WORK INSTRUCTION: Among the entries below, extract exactly the lines that run from the one with "Locate the black" through the one with "Locate the wooden privacy", both ends included.

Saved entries
⁂
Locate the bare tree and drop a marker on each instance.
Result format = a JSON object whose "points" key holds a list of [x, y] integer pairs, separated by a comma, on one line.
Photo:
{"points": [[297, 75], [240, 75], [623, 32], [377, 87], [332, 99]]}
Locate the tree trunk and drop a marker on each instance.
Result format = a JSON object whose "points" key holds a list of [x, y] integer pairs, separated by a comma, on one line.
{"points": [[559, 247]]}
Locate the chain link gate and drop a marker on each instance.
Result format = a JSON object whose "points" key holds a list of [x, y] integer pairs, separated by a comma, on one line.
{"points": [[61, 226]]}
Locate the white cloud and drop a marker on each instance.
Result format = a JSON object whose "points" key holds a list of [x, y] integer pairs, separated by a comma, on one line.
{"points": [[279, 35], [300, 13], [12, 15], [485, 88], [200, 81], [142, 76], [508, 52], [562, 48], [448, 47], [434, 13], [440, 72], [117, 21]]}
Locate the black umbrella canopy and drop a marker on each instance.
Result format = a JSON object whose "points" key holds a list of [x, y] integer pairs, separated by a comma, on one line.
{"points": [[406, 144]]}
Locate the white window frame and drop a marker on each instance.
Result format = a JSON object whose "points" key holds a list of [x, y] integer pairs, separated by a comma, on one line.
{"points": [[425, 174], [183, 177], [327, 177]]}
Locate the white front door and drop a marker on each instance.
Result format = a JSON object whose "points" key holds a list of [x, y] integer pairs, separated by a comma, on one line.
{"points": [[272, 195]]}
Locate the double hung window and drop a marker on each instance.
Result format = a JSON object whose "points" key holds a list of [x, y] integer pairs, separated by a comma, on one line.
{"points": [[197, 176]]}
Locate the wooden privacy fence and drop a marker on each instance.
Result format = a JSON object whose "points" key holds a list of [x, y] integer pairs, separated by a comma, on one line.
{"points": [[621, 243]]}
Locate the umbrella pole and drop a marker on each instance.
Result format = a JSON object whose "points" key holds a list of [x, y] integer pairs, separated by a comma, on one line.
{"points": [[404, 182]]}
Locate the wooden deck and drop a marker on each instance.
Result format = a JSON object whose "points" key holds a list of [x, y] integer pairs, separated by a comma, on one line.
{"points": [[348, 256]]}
⁂
SOLVED PROBLEM:
Locate the black umbrella canopy and drop a marker on each instance.
Result format = a JSON object whose "points" key holds a list of [x, y] integer pairs, separated by a comma, on one line.
{"points": [[406, 144]]}
Locate the white window frame and drop a marker on each instance.
Result format = a JSON object whose "points" key holds a list of [x, y] integer pairs, separated by a comma, on one line.
{"points": [[425, 174], [183, 177], [327, 177]]}
Locate the white front door and drop a marker on each instance.
Result format = a JSON object whose "points" key holds a list of [x, y] integer pairs, separated by a comma, on one line.
{"points": [[272, 195]]}
Locate the double hung window and drop a marker on each instance.
Result format = a JSON object whose "points" key holds a list of [x, y] integer pairs, separated by a comma, on one line.
{"points": [[197, 176]]}
Locate the wooden privacy fence and drop a marker on each instance.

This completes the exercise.